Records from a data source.
========================================================================

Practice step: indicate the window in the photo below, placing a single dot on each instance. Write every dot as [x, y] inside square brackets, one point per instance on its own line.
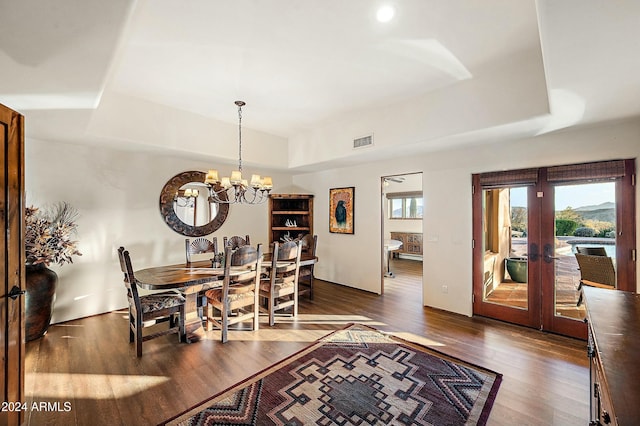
[405, 205]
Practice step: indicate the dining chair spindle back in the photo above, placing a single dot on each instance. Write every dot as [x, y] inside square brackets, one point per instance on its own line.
[237, 300]
[150, 309]
[236, 241]
[280, 287]
[305, 280]
[200, 246]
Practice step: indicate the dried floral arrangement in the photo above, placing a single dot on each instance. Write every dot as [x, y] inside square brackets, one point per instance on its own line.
[48, 234]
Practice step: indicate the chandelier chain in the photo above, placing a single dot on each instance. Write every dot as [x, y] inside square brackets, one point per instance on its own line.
[239, 135]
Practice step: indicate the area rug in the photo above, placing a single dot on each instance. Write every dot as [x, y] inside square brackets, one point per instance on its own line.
[355, 376]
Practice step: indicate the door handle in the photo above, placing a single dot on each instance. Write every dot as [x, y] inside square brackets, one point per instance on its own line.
[15, 292]
[548, 253]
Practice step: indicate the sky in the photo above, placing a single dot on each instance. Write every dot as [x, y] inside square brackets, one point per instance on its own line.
[573, 196]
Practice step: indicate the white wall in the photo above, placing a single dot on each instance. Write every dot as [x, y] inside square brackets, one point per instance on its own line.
[412, 182]
[355, 260]
[117, 195]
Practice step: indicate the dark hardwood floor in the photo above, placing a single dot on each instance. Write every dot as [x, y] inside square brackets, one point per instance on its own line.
[90, 364]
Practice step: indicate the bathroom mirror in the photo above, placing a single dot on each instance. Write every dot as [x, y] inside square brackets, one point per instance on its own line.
[185, 206]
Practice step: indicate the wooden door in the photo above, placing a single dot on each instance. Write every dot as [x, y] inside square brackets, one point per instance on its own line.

========================================================================

REQUIRED ACTION.
What you output must match the data exactly, apart from the pictures, which are left out.

RESPONSE TO THIS EXERCISE.
Practice step: indicate the window in the photo below, placing a single dot on each instance. Write every dot as [x, y] inside square brackets, one point per instance on its own line.
[405, 205]
Practice step: indicate the dining chair spindle back in the photo above, placing a single dot on each instance. Write every dot as [x, y] inside square brackets, one point per instance on its own line.
[237, 300]
[150, 309]
[236, 241]
[280, 287]
[305, 280]
[200, 246]
Practice step: indicate the dried floral arrangement in the photo above, placing a single dot on each instance. Write every dot as [x, y] inside square brackets, one point per instance on its own line.
[48, 234]
Practice step: indicate the chandelier chain in the photo above, placing a single dot on each instance. Write every dot as [x, y] inside square brackets, one point per instance on its own line.
[239, 135]
Practice step: indicate the area rug in the photo above, placing a single dot on each instance. Write every dot as [x, y] inside square brackets, one point per instance on its own line.
[355, 376]
Practice step: indicate the door handle in the photo above, placing a single dot on each instance. Write every dot as [x, y] inside square brackets, one point per instance on its own line.
[15, 292]
[548, 253]
Practice step: indicate the sky in the photo above, placing a single dot on each instance. Write every dot as [x, y] inside square brackets, one point per instance on its own line.
[573, 196]
Practice step: indicate the white wall in the photo above, placing a single dot on each instance. Write every dot as [x, y] inside square brackets, one point per instance on its own line.
[412, 182]
[355, 260]
[117, 195]
Practice step: indicate the dark hardwood floor in the photo above, placing a single dot on each instance. Write every dot as [x, y] inside square brackets, one point per instance on its own line.
[90, 364]
Practice step: indicate the bathroom mirror in the photo above, placing a single dot on each instance. Write every dot as [x, y] inside square brackets, one point per instance on its own line.
[185, 206]
Practice step: indicate the wooden door in the photo above, placing a single dot on each instance. Write every dot as [x, y] inside square brackets, one point per instance on its own line.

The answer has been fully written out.